§ **What this task involves**
Reproduce only the lines from the line containing "Mark one point on every instance of the tire" to the end of the entries below, including both of those lines.

§ **Given entries**
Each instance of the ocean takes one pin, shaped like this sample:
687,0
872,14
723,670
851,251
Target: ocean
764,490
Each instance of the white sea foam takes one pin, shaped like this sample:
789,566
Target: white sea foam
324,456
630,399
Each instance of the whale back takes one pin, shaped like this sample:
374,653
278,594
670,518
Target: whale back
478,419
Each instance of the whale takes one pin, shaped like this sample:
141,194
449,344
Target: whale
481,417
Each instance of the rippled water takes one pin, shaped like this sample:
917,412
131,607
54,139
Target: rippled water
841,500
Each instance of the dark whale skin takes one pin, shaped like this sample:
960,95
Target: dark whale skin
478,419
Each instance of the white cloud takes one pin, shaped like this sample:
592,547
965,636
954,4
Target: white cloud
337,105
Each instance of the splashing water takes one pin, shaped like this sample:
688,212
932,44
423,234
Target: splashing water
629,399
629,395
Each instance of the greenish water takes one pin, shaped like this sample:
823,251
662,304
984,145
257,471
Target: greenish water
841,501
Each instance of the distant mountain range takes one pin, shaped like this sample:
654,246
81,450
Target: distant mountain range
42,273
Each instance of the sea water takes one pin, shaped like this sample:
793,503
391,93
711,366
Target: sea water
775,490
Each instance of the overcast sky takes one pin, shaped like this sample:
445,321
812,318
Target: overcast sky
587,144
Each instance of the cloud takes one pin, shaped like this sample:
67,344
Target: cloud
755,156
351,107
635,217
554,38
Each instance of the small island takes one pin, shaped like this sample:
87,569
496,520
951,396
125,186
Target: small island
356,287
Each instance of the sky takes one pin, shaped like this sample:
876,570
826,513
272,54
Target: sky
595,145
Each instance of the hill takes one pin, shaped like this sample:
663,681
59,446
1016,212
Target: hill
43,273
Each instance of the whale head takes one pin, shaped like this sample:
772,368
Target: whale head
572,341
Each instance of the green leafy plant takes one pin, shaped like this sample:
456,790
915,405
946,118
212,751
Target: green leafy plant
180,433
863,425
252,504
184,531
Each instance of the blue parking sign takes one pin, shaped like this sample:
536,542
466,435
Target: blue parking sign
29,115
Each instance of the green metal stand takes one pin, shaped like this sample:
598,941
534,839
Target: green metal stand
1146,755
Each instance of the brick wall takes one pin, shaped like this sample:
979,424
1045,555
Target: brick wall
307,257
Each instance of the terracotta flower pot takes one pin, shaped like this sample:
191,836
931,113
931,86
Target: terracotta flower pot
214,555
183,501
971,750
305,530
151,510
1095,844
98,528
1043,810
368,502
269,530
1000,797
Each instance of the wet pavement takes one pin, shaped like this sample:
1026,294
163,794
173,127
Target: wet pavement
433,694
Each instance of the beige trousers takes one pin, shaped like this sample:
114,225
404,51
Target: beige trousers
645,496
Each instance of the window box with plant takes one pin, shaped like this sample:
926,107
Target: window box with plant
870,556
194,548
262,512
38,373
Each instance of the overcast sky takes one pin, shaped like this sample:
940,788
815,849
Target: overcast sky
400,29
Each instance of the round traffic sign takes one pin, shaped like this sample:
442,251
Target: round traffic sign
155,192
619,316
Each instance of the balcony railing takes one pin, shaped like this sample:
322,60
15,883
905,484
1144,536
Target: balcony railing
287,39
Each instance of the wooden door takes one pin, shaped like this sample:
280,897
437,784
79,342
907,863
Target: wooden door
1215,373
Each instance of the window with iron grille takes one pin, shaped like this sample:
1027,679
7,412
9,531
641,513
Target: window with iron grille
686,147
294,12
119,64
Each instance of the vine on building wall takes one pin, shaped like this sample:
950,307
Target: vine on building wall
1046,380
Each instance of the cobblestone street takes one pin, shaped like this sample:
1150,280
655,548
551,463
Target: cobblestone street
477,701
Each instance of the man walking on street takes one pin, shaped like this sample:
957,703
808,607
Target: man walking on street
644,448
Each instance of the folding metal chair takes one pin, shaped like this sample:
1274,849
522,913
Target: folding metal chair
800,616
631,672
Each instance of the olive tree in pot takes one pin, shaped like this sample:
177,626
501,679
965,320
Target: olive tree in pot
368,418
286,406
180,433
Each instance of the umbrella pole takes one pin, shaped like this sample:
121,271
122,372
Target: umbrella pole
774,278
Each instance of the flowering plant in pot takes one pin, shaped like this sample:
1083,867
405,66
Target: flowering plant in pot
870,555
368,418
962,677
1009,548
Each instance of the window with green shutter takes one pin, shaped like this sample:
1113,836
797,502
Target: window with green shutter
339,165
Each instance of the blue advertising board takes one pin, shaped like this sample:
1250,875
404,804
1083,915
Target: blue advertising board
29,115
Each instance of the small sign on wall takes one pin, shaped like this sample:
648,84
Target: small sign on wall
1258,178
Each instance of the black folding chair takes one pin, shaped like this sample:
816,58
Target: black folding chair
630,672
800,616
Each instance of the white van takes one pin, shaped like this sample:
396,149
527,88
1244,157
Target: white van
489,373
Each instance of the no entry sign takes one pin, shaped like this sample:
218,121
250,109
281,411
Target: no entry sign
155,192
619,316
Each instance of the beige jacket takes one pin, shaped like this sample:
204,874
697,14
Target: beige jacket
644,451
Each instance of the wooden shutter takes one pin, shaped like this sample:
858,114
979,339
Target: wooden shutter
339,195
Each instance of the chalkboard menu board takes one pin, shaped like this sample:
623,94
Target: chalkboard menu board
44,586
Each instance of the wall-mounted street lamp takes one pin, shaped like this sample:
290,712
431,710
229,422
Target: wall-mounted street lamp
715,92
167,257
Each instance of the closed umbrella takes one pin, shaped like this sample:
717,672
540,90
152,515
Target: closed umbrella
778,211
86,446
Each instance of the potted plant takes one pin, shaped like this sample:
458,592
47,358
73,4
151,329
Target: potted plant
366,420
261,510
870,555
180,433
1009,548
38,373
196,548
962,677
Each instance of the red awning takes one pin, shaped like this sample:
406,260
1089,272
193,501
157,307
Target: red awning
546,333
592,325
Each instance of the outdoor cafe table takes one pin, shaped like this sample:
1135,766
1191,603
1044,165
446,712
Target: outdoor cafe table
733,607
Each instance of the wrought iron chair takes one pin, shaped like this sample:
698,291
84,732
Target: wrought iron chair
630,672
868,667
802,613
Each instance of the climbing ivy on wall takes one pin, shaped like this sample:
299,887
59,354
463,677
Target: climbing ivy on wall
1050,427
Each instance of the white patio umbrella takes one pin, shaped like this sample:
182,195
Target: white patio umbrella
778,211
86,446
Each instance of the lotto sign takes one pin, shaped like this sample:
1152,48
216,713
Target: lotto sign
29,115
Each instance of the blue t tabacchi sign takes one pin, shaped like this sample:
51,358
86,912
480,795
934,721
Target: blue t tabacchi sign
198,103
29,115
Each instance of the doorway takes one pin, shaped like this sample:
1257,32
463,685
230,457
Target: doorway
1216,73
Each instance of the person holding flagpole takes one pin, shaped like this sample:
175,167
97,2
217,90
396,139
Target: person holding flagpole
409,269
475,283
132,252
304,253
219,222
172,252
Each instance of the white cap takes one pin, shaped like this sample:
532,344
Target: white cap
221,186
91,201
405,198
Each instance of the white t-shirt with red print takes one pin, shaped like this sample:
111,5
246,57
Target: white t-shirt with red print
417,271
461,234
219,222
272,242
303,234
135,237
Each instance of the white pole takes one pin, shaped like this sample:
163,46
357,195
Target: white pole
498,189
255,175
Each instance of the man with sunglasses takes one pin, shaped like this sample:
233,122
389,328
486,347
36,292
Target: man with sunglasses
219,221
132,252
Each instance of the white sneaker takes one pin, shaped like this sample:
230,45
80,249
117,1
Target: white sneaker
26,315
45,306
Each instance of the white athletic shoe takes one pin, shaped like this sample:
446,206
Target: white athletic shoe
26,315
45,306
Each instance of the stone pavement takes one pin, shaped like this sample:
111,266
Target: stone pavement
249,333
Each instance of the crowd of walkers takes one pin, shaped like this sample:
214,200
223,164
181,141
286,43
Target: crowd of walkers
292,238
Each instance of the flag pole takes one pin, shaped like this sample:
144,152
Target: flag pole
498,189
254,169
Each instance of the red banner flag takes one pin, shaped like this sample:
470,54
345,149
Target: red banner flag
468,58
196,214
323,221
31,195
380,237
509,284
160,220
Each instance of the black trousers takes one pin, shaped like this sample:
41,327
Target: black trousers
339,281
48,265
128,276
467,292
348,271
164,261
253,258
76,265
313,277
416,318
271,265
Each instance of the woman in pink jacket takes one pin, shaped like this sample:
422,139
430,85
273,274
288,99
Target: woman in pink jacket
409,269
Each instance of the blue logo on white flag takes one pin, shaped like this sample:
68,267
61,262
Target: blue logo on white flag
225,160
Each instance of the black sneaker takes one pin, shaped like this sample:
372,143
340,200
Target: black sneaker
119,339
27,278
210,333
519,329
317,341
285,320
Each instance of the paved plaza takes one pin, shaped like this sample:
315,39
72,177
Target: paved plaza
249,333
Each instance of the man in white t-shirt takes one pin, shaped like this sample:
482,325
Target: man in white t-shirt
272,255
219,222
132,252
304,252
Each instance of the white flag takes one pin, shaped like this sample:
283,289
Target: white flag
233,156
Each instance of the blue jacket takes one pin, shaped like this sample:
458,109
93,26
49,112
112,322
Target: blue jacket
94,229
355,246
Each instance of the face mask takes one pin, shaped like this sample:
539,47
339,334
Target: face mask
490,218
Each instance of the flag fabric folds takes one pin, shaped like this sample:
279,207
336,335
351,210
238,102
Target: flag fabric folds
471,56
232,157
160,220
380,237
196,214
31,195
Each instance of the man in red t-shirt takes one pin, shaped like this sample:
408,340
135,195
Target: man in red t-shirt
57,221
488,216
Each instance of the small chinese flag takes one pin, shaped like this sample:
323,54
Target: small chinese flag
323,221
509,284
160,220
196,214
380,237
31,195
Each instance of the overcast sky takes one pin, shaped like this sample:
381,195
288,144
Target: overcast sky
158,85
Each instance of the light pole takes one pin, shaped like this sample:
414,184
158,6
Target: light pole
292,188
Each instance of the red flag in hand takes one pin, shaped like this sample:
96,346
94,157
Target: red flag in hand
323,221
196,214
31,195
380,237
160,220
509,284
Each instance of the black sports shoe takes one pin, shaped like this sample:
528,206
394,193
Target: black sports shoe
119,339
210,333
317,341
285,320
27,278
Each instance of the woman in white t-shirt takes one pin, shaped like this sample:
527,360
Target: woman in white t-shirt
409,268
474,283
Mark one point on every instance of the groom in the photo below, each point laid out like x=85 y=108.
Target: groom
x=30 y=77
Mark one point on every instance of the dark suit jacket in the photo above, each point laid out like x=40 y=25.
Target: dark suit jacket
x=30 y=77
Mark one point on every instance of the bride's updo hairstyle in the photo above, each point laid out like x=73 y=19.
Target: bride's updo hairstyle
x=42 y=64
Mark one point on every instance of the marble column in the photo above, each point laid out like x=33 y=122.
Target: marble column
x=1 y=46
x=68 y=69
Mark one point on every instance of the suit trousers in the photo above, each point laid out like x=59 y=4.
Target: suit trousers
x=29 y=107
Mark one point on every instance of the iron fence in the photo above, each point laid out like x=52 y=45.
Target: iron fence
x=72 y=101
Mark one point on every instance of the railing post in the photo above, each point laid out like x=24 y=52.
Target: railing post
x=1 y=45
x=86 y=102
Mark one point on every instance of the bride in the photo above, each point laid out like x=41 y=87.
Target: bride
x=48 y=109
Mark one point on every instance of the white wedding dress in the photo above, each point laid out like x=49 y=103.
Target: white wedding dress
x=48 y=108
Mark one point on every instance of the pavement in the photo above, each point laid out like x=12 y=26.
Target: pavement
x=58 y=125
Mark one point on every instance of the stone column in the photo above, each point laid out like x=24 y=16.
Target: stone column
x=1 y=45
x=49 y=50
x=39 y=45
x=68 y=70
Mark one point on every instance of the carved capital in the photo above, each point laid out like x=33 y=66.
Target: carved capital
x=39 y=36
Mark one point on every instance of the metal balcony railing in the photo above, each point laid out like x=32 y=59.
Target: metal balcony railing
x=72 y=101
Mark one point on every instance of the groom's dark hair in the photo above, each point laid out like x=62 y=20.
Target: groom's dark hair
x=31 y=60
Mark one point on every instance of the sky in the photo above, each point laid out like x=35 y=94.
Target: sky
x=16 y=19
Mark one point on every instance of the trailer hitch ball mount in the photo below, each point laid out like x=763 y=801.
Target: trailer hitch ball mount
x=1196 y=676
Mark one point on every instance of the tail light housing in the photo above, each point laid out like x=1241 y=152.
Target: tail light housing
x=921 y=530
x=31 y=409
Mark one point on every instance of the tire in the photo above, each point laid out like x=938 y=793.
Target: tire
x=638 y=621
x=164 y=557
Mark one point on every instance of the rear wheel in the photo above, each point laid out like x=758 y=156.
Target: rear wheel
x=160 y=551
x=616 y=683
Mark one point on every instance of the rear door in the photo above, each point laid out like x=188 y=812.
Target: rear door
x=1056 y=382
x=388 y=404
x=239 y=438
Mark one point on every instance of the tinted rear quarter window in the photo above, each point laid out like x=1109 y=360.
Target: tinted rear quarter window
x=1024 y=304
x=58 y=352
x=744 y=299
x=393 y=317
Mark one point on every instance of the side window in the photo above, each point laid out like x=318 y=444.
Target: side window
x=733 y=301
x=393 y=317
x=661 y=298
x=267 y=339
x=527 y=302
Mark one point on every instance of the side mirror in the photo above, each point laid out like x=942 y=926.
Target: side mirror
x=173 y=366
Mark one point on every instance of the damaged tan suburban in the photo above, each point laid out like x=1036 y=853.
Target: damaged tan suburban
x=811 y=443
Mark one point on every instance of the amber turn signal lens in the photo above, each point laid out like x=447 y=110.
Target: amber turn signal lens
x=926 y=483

§ **In response**
Mark one point on every instance of the tire in the photo above, each point laid out like x=938 y=793.
Target: tire
x=638 y=621
x=164 y=557
Mark one point on every instance of the rear wheel in the photo above, each point laid out like x=758 y=156.
Target: rear wheel
x=160 y=551
x=616 y=683
Mark one point on every instance of the rear door in the photo above, each point laid out like x=188 y=812.
Target: rear door
x=1056 y=382
x=388 y=404
x=239 y=438
Mark one point on every instance of the tinted rear quarter window in the photo above, each point laid out like x=1109 y=360.
Target: tinted rear quarter window
x=1024 y=304
x=58 y=352
x=744 y=299
x=393 y=317
Mark one point on every instance of the side window in the photo above, each point laid out like x=318 y=444.
Target: side window
x=733 y=301
x=393 y=317
x=661 y=298
x=267 y=339
x=527 y=302
Mark one point on every instance of the side mirror in the photo above, each point laid out like x=942 y=926.
Target: side mirror
x=173 y=366
Mark one point on every instance of the damaged tan suburban in the photo above, each point laid out like x=1036 y=853.
Target: damaged tan suburban
x=811 y=443
Mark one point on every instance of the amber turn signal lens in the photo above, each point laid out like x=447 y=110.
Target: amber turn signal lens
x=926 y=483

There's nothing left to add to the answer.